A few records
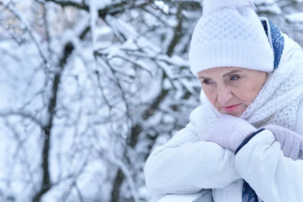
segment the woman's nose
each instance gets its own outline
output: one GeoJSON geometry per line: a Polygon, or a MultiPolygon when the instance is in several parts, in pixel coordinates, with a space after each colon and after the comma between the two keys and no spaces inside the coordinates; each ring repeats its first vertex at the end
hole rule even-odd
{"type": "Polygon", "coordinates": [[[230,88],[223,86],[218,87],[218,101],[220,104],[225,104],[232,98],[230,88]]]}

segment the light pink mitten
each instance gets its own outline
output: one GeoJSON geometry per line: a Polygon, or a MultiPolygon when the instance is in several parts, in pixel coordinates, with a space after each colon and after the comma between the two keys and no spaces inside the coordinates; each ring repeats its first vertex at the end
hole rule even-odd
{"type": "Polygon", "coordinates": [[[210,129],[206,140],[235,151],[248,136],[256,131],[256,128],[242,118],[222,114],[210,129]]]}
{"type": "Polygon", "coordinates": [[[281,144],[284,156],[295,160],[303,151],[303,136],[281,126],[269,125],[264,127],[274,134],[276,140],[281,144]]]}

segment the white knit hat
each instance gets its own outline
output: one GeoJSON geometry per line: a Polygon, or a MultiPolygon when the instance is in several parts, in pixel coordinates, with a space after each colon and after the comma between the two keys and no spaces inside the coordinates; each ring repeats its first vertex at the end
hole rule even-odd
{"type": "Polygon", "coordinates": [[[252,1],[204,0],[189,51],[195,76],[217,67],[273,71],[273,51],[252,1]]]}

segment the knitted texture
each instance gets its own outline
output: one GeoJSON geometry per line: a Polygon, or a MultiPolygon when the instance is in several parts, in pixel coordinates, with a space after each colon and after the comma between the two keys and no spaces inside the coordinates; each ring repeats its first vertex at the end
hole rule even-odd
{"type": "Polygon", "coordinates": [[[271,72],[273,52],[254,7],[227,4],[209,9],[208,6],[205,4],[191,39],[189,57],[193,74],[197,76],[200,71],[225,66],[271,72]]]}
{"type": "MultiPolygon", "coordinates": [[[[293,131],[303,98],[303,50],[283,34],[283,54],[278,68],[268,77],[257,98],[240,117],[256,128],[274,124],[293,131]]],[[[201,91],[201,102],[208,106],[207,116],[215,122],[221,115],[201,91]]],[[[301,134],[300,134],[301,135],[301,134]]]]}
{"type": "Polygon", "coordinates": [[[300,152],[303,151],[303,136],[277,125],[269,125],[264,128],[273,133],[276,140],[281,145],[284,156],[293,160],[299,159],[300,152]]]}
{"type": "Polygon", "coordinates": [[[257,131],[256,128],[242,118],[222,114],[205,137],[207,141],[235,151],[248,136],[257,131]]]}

• Goal:
Repeat the material word for word, without the picture placeholders.

• Response:
segment the woman's nose
each instance gets its own outline
output: one GeoJSON geometry per line: a Polygon, or a MultiPolygon when the instance is in several parts, in pixel coordinates, with a space after each colon and after the comma between the two keys and no spaces inside the coordinates; each ring repeats its first vertex at the end
hole rule even-odd
{"type": "Polygon", "coordinates": [[[230,88],[223,86],[218,87],[218,101],[220,104],[225,104],[232,98],[230,88]]]}

segment the light pink mitten
each instance gets its own outline
output: one GeoJSON geometry per line: a Polygon, or a MultiPolygon when the instance is in several parts, in pixel coordinates, with a space after each colon and after the comma between the two keys and no spaces inside the coordinates; each ring repeats its first vertex at the end
hole rule even-odd
{"type": "Polygon", "coordinates": [[[210,129],[206,140],[235,151],[248,136],[256,131],[256,128],[242,118],[222,114],[210,129]]]}
{"type": "Polygon", "coordinates": [[[281,144],[284,156],[295,160],[303,151],[303,136],[281,126],[269,125],[264,127],[274,134],[276,140],[281,144]]]}

segment the white knit hat
each instance gets its own outline
output: one GeoJSON geometry per line: a Polygon, or a MultiPolygon when the instance is in several parts, in pixel coordinates, with a space after each colon and after the comma between the two keys and no spaces inside the coordinates; each ring repeats its first vertex at the end
hole rule even-odd
{"type": "Polygon", "coordinates": [[[252,1],[204,0],[189,51],[195,76],[217,67],[273,71],[273,51],[252,1]]]}

segment the knitted texture
each instance gets its own outline
output: one GeoJSON geometry per line: a Polygon, or a MultiPolygon when the instance is in several parts, in pixel coordinates, with a space after each colon and after the comma between the two keys and no spaces inside the coordinates; each ring repeats its first vertex at the end
hole rule even-odd
{"type": "Polygon", "coordinates": [[[271,72],[273,52],[254,7],[227,4],[209,9],[208,6],[205,4],[191,39],[189,57],[193,74],[197,76],[200,71],[225,66],[271,72]]]}
{"type": "MultiPolygon", "coordinates": [[[[293,131],[303,98],[303,50],[283,34],[283,54],[278,68],[268,77],[257,98],[240,117],[256,128],[274,124],[293,131]]],[[[201,91],[201,102],[208,106],[207,116],[215,122],[221,115],[201,91]]],[[[301,134],[300,134],[301,135],[301,134]]]]}
{"type": "Polygon", "coordinates": [[[300,152],[303,151],[303,136],[277,125],[269,125],[264,128],[273,133],[276,140],[281,145],[284,156],[293,160],[299,159],[300,152]]]}
{"type": "Polygon", "coordinates": [[[257,131],[256,128],[242,118],[222,114],[205,137],[207,141],[235,151],[248,136],[257,131]]]}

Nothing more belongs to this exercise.